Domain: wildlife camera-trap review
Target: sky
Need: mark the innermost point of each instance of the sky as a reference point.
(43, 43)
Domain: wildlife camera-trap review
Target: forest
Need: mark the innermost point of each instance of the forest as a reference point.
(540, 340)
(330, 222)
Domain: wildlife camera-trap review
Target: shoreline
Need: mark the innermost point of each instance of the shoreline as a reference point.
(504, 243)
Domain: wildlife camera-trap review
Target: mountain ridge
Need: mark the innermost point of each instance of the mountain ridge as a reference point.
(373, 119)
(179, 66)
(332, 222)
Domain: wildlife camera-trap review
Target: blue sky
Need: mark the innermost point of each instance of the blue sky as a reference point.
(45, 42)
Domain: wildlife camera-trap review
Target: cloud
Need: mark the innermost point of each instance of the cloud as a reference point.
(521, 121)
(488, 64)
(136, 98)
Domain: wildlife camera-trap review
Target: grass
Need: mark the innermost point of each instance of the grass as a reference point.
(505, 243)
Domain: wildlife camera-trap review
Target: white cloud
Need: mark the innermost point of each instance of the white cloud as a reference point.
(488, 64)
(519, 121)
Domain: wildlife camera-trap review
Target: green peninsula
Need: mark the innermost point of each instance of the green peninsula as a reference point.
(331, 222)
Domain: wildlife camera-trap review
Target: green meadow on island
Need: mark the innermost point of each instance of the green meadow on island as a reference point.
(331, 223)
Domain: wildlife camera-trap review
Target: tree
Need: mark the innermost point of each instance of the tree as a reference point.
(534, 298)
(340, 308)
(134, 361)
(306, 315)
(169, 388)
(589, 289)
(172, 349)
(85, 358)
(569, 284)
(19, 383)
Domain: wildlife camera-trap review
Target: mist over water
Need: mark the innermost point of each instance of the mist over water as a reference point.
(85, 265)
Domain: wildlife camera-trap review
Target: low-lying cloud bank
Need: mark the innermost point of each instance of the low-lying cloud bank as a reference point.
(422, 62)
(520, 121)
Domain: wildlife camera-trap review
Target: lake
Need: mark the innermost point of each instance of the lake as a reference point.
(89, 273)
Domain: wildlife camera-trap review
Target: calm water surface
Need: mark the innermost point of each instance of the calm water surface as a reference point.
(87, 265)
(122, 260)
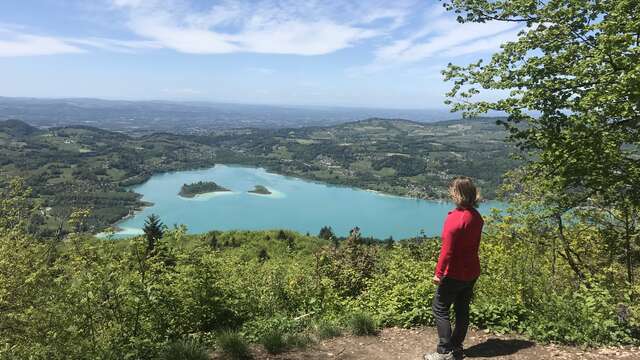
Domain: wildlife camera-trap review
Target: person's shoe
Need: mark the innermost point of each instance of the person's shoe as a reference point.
(438, 356)
(458, 353)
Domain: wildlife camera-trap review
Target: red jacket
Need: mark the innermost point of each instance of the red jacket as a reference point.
(460, 242)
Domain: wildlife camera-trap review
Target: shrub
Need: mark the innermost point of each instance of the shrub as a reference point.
(234, 346)
(184, 350)
(362, 324)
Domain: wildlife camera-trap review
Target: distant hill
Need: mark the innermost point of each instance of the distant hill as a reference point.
(86, 167)
(17, 128)
(144, 117)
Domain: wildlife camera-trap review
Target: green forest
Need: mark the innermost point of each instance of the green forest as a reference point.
(560, 264)
(89, 168)
(200, 187)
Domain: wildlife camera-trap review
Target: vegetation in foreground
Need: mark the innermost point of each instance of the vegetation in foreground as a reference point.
(90, 168)
(168, 292)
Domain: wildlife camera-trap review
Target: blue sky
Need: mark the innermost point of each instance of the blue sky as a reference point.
(340, 53)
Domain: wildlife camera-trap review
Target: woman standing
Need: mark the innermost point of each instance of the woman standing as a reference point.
(458, 268)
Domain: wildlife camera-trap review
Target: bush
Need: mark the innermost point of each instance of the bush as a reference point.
(184, 350)
(234, 346)
(362, 324)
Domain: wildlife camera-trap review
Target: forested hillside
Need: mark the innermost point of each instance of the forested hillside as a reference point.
(84, 167)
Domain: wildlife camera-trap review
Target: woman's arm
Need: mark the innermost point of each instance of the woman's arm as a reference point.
(449, 234)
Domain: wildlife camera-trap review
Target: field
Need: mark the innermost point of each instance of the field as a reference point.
(85, 167)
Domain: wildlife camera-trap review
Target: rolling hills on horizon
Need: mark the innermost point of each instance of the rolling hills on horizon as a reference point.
(189, 117)
(82, 166)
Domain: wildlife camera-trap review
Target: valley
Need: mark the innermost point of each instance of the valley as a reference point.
(84, 167)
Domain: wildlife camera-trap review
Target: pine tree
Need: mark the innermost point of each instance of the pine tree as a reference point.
(153, 231)
(326, 233)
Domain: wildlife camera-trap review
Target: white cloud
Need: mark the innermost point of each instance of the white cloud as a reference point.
(441, 36)
(264, 26)
(14, 44)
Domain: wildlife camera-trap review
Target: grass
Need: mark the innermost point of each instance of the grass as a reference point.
(362, 324)
(327, 330)
(274, 342)
(299, 341)
(184, 350)
(234, 346)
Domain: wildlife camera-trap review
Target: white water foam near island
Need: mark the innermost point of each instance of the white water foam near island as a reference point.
(295, 204)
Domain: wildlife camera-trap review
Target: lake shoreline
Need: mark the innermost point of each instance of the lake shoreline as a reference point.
(312, 204)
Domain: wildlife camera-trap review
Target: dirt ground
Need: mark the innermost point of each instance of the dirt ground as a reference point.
(411, 344)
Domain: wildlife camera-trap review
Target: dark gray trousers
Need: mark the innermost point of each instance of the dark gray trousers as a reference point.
(457, 293)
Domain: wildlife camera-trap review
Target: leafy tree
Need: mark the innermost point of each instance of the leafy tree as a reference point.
(153, 230)
(574, 81)
(573, 106)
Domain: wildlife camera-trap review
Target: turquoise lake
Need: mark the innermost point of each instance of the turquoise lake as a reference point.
(294, 204)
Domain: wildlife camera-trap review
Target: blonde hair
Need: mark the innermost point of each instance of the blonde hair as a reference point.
(463, 192)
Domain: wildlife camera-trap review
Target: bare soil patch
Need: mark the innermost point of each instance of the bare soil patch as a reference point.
(412, 344)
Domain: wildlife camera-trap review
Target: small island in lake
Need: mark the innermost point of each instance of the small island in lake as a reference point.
(260, 190)
(201, 187)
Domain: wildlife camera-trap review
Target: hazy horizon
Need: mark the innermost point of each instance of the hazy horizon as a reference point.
(267, 52)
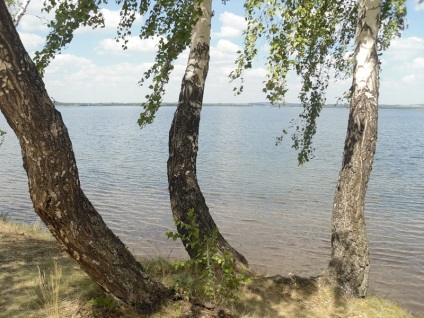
==============================
Work task –
Set down the records in full and exactly. Do not carry over any image.

Response area –
Domain: wildlife camera-trap review
Target: sky
Need: mark the innermost point of each instance of the sky as a reference point.
(43, 43)
Domain: wildlife camera-trap review
Target: forest
Need: mark the innermost point of each instance of the forest as a reference point.
(540, 340)
(330, 222)
Domain: wildlife camera-trap review
Target: shoreline
Need: mark the innermost point of each instance of the shoreline as a reference point.
(504, 243)
Domain: wildlife camera-trap review
Target: mountain ridge
Need: mark the innermost point of each instance of the mountain ridge as a reference point.
(373, 119)
(179, 66)
(332, 222)
Domain: wildlife camera-trap review
Target: blue sky
Need: mark the innermost point of each instance of the blue sky as a reference point.
(45, 42)
Domain: wildlife camera-trap review
Target: cloud
Need: mark the innermost point of each instance of the cloud as a reference point.
(521, 121)
(488, 64)
(136, 98)
Domain: wildlife camera-trap review
Target: grass
Need: mark the innermost point of each instance of the grass as a reference point.
(505, 243)
Domain: wildlife camera-trap review
Target: white cloud
Need: mark the innermost point of each instance of the white cloud as a reference point.
(488, 64)
(519, 121)
Domain: wildlife camera-trap review
Target: green peninsula
Need: mark the innermost point of each instance of the green peninsula as a reference point.
(331, 222)
Domain: wildlife camera-trap review
Target: green meadow on island
Need: mark the innermost point of each instance of the green meadow on island as a reference point.
(331, 223)
Domain: wildlife camera-trap review
Target: tree
Need: mark the innermost point of each instance of the tree as a reference point.
(534, 298)
(340, 308)
(134, 361)
(306, 315)
(169, 388)
(589, 289)
(172, 349)
(85, 358)
(569, 284)
(19, 383)
Domain: wildlife camera-trap review
Target: mist over water
Need: mark the innermost point of each instance of the mist over water as a reference point.
(85, 265)
Domain: wildlife camera-trap review
Target: low-lying cloud bank
Need: mark the innermost point of each instance of the low-lying cloud bank as a reference point.
(422, 62)
(520, 121)
Domain: wildlife camera-trap review
Target: lake
Need: mark the innermost point of each instance of the lake as a reference point.
(89, 273)
Domain: wildlife camera-trap review
Target: calm water surface
Need: mark the innermost point of each instance of the calm water surface as a reference point.
(87, 265)
(122, 260)
Domain: wildlife camera-trap review
Target: person's shoe
Need: mark the innermost point of each instance of the person's shoe as a reference point.
(438, 356)
(458, 353)
Domain: wildlife camera-trap review
Target: red jacket
Need: mark the innermost point of each instance of the red jacket as a reference point.
(460, 242)
Domain: wildlife camera-trap review
Target: shrub
Need: mark the innermost point of each instance of the shrub as a reference point.
(234, 346)
(184, 350)
(362, 324)
Domain: wildlife camera-trap review
Target: distant hill
Need: mark the innermost point of each instance of the distant hill as a reference point.
(86, 167)
(17, 128)
(144, 117)
Domain: wildlife camera-trap review
Target: green forest
Need: mark the innermost point of each instance of the green forest as a reference point.
(560, 264)
(89, 168)
(200, 187)
Domain: wildlife camera-trap review
Target: vegetation in foreground
Need: mark the innermost point of each instance of the vegetation in foreground as a reference point.
(90, 168)
(168, 292)
Domain: wildlife camera-trap review
Target: blue sky
Need: mark the innermost point of each instance of the blue sky as a reference point.
(340, 53)
Domain: wildlife camera-trap review
Target: woman standing
Need: mark the innermost point of each instance of the woman standing as a reference point.
(458, 268)
Domain: wildlife camera-trap review
Target: bush
Need: mark the innermost point of each instance of the bush as a reference point.
(184, 350)
(234, 346)
(362, 324)
Domain: wildlife camera-trap review
Target: forested hillside
Need: mark the innermost point of each instance of the forested hillside as a reference point.
(84, 167)
Domain: wildlife camera-trap review
Target: woman's arm
Need: mark the innermost point of each instance of the woman's arm as a reference point.
(449, 234)
Domain: wildlife camera-trap review
Target: field
Need: mark the innermost point of each instance of the field as a reference point.
(85, 167)
Domain: wildlife camera-trap review
Target: rolling hills on horizon
Need: mark the innermost point of each instance of the rolling hills on horizon as a reference point.
(189, 117)
(82, 166)
Domain: wildlife camera-trap review
Target: valley
Need: mark the innermost point of each instance of the valley as a reference point.
(84, 167)
Domain: wildlife camera-trap review
Target: pine tree
Need: mark the innermost point of each instance of the pine tree as a reference point.
(153, 231)
(326, 233)
Domain: wildlife camera-trap review
Target: white cloud
Need: mark the innermost point of each instance of the white cloud as a reference point.
(441, 36)
(264, 26)
(14, 44)
Domain: wildlife camera-trap review
Target: grass
Need: mark the innermost point of each instance of the grass as a reference point.
(362, 324)
(327, 330)
(274, 342)
(299, 341)
(184, 350)
(234, 346)
Domain: wildlife camera-trap review
Target: white water foam near island
Need: mark the innermost point of each instance of the white water foam near island as a reference point.
(295, 204)
Domain: wildlife camera-trap review
Target: lake shoreline
Need: mark the innermost point of each instance of the lake shoreline as a reference point.
(312, 204)
Domain: wildlife camera-trap review
Target: dirt ground
Need: mark the innermost point of each instance of the dirt ground as a reference point.
(411, 344)
Domain: wildlife camera-trap review
Target: dark gray trousers
Need: mark the innermost point of each instance of the dark gray trousers as a reference point.
(457, 293)
Domain: wildlife camera-trap review
Target: leafy tree
Need: mark the innermost point of each instance of the leafy tree as a reference point.
(153, 230)
(574, 81)
(573, 106)
Domain: wildlife camera-trap review
Target: turquoise lake
Need: mark the innermost point of each instance of the turquoise lake as a reference point.
(294, 204)
Domain: wildlife camera-trap review
Target: blonde hair
Need: mark the innermost point of each instance of the blonde hair as a reference point.
(463, 192)
Domain: wildlife camera-trap review
Target: bare soil patch
Need: mark the innermost point of each instance of the bare soil patch as a reference point.
(412, 344)
Domain: wildlife camera-trap review
Target: small island in lake
Need: mark the innermost point of each instance of the small island in lake as a reference point.
(260, 190)
(201, 187)
Domain: wildlife camera-trap review
Target: hazy horizon
Need: mark the innermost point of each instance of the hazy horizon as a reference point.
(267, 52)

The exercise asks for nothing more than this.